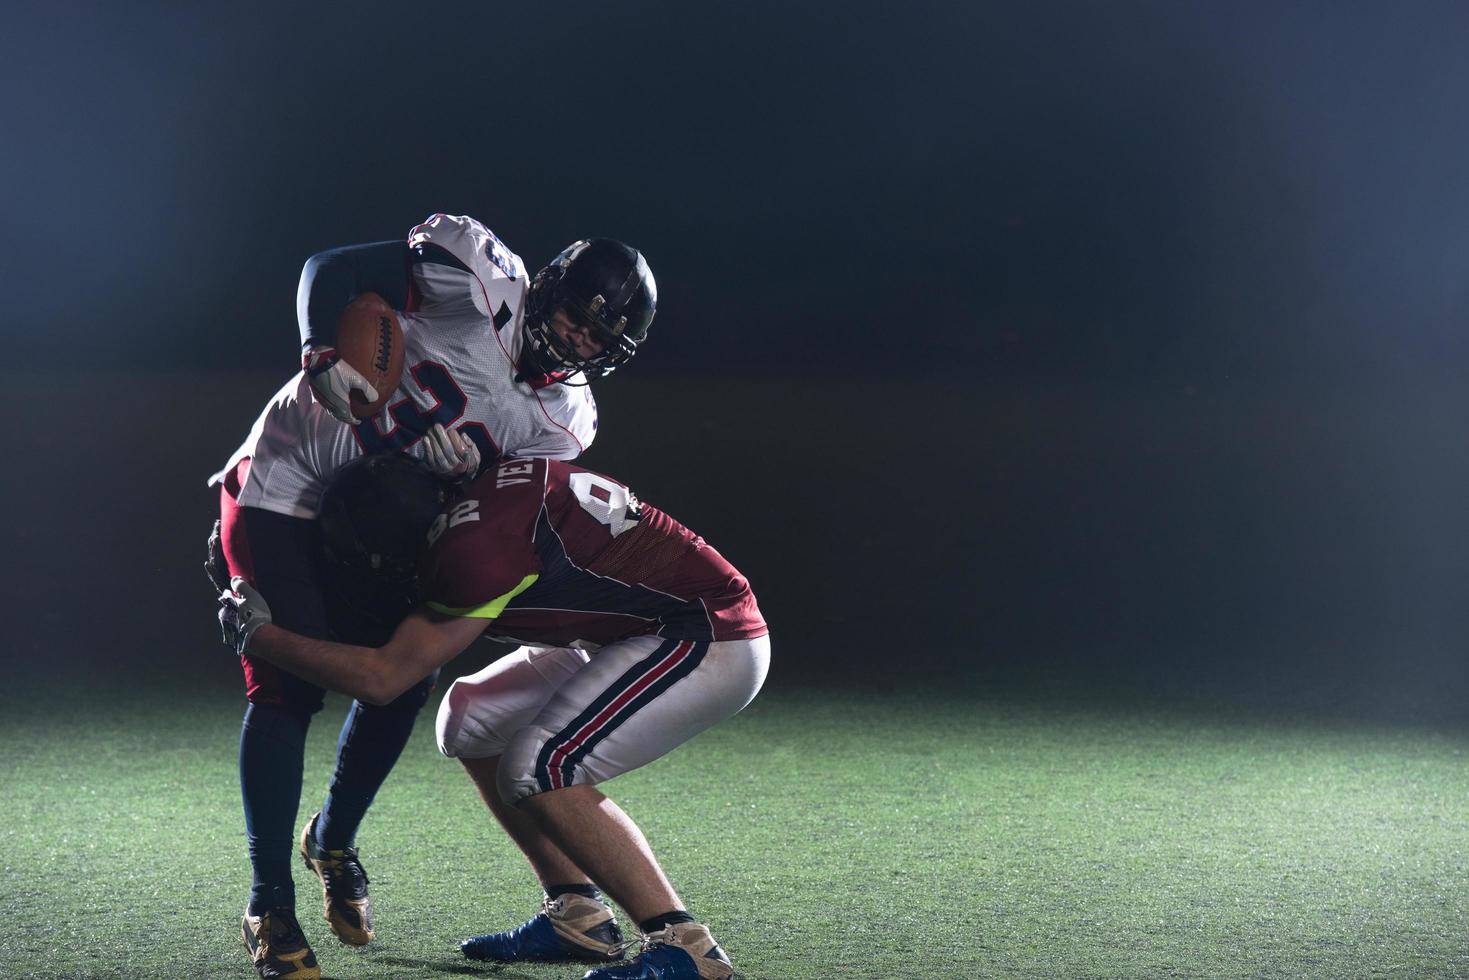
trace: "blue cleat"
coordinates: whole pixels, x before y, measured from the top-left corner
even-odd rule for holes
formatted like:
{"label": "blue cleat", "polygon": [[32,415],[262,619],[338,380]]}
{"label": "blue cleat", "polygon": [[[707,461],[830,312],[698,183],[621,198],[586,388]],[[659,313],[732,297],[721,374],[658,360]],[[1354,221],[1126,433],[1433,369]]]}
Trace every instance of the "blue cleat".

━━━━━━━━

What you need to do: Every entry is to be reproduced word for word, and no image is carried over.

Exercise output:
trace: "blue cleat"
coordinates: whole pixels, x before y, measured from the top-left corner
even-odd rule for holes
formatted like:
{"label": "blue cleat", "polygon": [[32,415],[262,619],[338,380]]}
{"label": "blue cleat", "polygon": [[[707,461],[830,312],[698,183],[621,198],[586,388]],[[659,313],[732,297],[721,374],[658,360]],[[1354,221],[1126,433],[1433,369]]]}
Trace every instance of the "blue cleat".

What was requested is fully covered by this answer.